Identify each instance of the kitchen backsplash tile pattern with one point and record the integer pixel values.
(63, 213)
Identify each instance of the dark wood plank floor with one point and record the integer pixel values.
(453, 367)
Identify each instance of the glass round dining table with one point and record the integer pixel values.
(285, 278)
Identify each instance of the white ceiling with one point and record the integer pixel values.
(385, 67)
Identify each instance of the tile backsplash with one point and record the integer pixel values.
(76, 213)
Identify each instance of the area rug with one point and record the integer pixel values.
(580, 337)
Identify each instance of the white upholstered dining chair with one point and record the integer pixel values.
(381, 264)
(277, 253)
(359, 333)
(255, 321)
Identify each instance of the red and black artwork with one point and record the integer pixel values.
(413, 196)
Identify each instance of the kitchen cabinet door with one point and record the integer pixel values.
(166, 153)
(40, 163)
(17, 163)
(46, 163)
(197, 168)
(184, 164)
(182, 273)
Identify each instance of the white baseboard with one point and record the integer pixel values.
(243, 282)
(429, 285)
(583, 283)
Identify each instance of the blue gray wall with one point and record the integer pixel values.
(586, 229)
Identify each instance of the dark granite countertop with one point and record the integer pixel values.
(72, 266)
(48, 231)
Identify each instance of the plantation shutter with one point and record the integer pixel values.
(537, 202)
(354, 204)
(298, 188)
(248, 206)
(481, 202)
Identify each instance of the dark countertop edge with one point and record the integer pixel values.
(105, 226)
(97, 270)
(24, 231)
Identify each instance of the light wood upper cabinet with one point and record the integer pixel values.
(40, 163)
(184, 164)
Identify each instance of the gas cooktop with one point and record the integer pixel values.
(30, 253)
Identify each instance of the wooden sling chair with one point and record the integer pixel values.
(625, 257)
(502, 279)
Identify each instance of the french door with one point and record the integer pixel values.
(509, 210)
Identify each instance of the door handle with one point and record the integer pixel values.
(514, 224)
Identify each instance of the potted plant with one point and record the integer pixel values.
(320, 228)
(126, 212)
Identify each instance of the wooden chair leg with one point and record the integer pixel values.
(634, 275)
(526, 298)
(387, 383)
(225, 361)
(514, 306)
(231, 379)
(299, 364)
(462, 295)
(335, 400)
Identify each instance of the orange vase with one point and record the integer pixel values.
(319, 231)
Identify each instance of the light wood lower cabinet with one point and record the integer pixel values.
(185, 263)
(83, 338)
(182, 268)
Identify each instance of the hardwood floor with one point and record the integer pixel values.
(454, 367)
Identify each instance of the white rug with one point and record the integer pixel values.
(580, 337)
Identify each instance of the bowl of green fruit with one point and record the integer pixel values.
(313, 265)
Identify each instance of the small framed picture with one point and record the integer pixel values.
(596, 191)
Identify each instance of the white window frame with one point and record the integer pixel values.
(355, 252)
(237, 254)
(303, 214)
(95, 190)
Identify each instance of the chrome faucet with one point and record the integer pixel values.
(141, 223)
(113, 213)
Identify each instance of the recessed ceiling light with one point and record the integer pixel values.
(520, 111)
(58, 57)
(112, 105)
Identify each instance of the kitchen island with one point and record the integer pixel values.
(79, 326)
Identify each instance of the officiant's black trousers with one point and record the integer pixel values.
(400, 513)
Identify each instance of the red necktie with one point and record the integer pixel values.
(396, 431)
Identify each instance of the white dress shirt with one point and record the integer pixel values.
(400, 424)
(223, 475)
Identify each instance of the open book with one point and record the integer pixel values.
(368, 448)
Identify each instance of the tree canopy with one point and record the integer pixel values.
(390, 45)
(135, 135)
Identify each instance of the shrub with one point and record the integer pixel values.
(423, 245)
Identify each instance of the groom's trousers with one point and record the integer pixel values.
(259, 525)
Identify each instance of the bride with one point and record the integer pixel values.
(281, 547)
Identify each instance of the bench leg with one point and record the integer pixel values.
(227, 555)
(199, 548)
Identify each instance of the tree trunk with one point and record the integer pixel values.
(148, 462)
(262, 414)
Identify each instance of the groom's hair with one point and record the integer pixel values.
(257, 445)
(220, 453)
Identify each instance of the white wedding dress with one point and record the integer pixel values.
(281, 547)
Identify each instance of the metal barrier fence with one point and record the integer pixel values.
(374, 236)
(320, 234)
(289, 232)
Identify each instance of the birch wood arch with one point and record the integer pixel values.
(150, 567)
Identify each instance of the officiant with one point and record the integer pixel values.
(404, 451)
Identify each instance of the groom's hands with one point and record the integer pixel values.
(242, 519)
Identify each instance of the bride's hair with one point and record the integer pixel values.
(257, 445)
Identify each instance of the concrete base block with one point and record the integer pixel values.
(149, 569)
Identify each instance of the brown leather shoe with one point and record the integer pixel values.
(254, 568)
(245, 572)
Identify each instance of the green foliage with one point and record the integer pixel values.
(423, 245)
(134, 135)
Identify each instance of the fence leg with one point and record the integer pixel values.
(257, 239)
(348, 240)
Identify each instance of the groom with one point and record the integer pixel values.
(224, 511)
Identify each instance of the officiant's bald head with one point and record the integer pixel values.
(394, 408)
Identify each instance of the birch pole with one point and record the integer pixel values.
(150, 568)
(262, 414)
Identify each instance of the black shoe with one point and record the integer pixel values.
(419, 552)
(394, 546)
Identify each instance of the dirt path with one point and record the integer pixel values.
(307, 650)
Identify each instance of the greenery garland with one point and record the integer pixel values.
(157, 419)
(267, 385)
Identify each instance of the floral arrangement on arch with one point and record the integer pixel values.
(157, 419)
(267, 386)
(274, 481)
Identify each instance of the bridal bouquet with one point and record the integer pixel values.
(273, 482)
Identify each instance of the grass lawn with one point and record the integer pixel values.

═══

Brief: Convert every line of the listing above into a JSON list of strings, one string per line, leaving out blank lines.

Output:
[
  "Identify each instance of the kitchen backsplash tile pattern with one point and record the integer pixel values.",
  "(63, 213)",
  "Identify each instance of the dark wood plank floor with one point and record the integer pixel values.",
  "(453, 367)",
  "Identify each instance of the glass round dining table with one point and record the integer pixel values.",
  "(285, 278)",
  "Identify each instance of the white ceiling with one point and record the integer pixel values.",
  "(385, 67)",
  "Identify each instance of the tile backsplash with one point and record the integer pixel values.",
  "(76, 213)",
  "Identify each instance of the area rug with one point and record the integer pixel values.",
  "(580, 337)",
  "Identify each instance of the white upholstered dining chair with one point and record the integer pixel values.",
  "(381, 264)",
  "(277, 253)",
  "(359, 333)",
  "(255, 321)",
  "Identify each instance of the red and black artwork with one point and record the integer pixel values.",
  "(413, 196)",
  "Identify each instance of the kitchen cabinet door with one point and record the integer pixel values.",
  "(166, 153)",
  "(40, 163)",
  "(17, 163)",
  "(46, 163)",
  "(197, 168)",
  "(184, 164)",
  "(182, 273)",
  "Identify each instance of the white baseboard with one point and record the integer pixel values.",
  "(243, 282)",
  "(429, 285)",
  "(583, 283)",
  "Identify each instance of the blue gray wall with one point and record the integer pixel values.",
  "(586, 229)",
  "Identify each instance of the dark granite countertop with one point and record the integer pixel values.",
  "(72, 266)",
  "(48, 231)",
  "Identify each instance of the plantation shutter with one point and record the integer pixel values.",
  "(537, 202)",
  "(354, 204)",
  "(298, 188)",
  "(248, 206)",
  "(481, 202)",
  "Identify each instance of the dark countertop edge with one point and record the integer pixel values.",
  "(105, 226)",
  "(97, 270)",
  "(24, 231)",
  "Identify each instance of the light wood upper cabinet with one point and record the integer pixel values.",
  "(40, 163)",
  "(184, 164)",
  "Identify each instance of the gas cooktop with one point and record the integer pixel values.",
  "(30, 253)",
  "Identify each instance of the wooden sling chair with one point and record the integer pixel values.",
  "(625, 257)",
  "(502, 279)",
  "Identify each instance of the french door with one point and record the integer pixel values.",
  "(509, 210)",
  "Identify each instance of the door handle with one point and record the integer pixel values.",
  "(514, 224)",
  "Identify each instance of the potted plant with one point and record the integer pixel values.",
  "(320, 228)",
  "(126, 212)",
  "Identify each instance of the wooden chair leg with one point and record the integer pixel values.",
  "(634, 275)",
  "(526, 298)",
  "(387, 383)",
  "(225, 361)",
  "(514, 306)",
  "(231, 379)",
  "(299, 364)",
  "(462, 295)",
  "(335, 400)",
  "Identify each instance of the orange vase with one point and record the integer pixel values.",
  "(319, 231)",
  "Identify each instance of the light wood lower cabinet with one point and record the integer pixel values.",
  "(185, 263)",
  "(83, 338)",
  "(182, 268)",
  "Identify each instance of the hardwood floor with one point and record the integer pixel values.",
  "(454, 367)",
  "Identify each instance of the white rug with one point and record the integer pixel values.",
  "(580, 337)",
  "Identify each instance of the bowl of green fruit with one point and record the integer pixel values.",
  "(313, 265)",
  "Identify each instance of the small framed picture with one point and record the integer pixel values.",
  "(596, 191)",
  "Identify each instance of the white window frame with one point and record the integer pixel values.",
  "(355, 252)",
  "(237, 254)",
  "(303, 214)",
  "(95, 190)",
  "Identify each instance of the chrome faucet with one point and record the integer pixel values.",
  "(141, 223)",
  "(113, 213)",
  "Identify each instance of the recessed ceiling light with one point and record the integer pixel values.",
  "(520, 111)",
  "(58, 57)",
  "(112, 105)",
  "Identify each instance of the kitchen island with one point and record the integer pixel values.",
  "(79, 326)",
  "Identify each instance of the officiant's black trousers with one point and record the integer pixel values.",
  "(400, 513)",
  "Identify each instance of the red necktie with one point and record the integer pixel values.",
  "(396, 431)",
  "Identify each instance of the white dress shirt with one point and record the integer pixel values.",
  "(400, 424)",
  "(223, 475)",
  "Identify each instance of the open book with one point and record the integer pixel values.",
  "(368, 448)",
  "Identify each instance of the tree canopy with one point and record the integer pixel values.",
  "(390, 45)",
  "(135, 135)",
  "Identify each instance of the shrub with one point and record the integer pixel values.",
  "(423, 245)",
  "Identify each instance of the groom's trousers with one point and record the integer pixel values.",
  "(259, 525)",
  "Identify each instance of the bride with one point and record the integer pixel values.",
  "(281, 547)",
  "Identify each instance of the bench leg with one point and record the integer pixel values.",
  "(227, 555)",
  "(199, 548)",
  "Identify each instance of the tree trunk with one point and record the integer pixel values.",
  "(148, 462)",
  "(262, 414)",
  "Identify each instance of the groom's hair with one point and record the integer pixel values.",
  "(257, 445)",
  "(220, 453)",
  "Identify each instance of the white wedding dress with one point and record the integer pixel values.",
  "(281, 547)",
  "Identify each instance of the metal barrier fence with one point and record the integer pixel values.",
  "(374, 236)",
  "(320, 234)",
  "(289, 232)",
  "Identify each instance of the birch wood arch with one point and record the integer pixel values.",
  "(150, 567)",
  "Identify each instance of the officiant with one point and record the integer pixel values.",
  "(404, 451)",
  "Identify each instance of the groom's hands with one point and record the integer pixel values.",
  "(242, 519)",
  "Identify each instance of the bride's hair with one point and record the integer pixel values.",
  "(257, 445)",
  "Identify each instance of the concrete base block with one point and record the integer pixel values.",
  "(149, 569)",
  "Identify each instance of the brown leather shoe with one point and record the integer pixel values.",
  "(254, 568)",
  "(245, 572)",
  "Identify each instance of the green foliage with one point and record the integer pixel values.",
  "(423, 245)",
  "(134, 135)",
  "Identify each instance of the fence leg with one point and record the integer pixel values.",
  "(257, 239)",
  "(348, 240)",
  "Identify each instance of the groom with one point and record the integer pixel values.",
  "(224, 511)",
  "Identify each instance of the officiant's bald head with one point and record the integer pixel values.",
  "(394, 408)",
  "Identify each instance of the birch pole with one point and record the integer pixel values.",
  "(150, 568)",
  "(262, 414)",
  "Identify each instance of the black shoe with one point and record the integer pixel values.",
  "(419, 552)",
  "(394, 546)",
  "Identify each instance of the dirt path with one point and record the integer pixel values.",
  "(307, 650)",
  "Identify each instance of the greenery garland with one point and record the integer pixel values.",
  "(157, 419)",
  "(267, 385)",
  "Identify each instance of the floral arrangement on arch with one point and record the integer pixel values.",
  "(157, 419)",
  "(267, 386)",
  "(274, 481)",
  "Identify each instance of the bridal bouquet with one point and record the integer pixel values.",
  "(273, 482)",
  "Identify each instance of the grass lawn with one point and record the integer pixel values."
]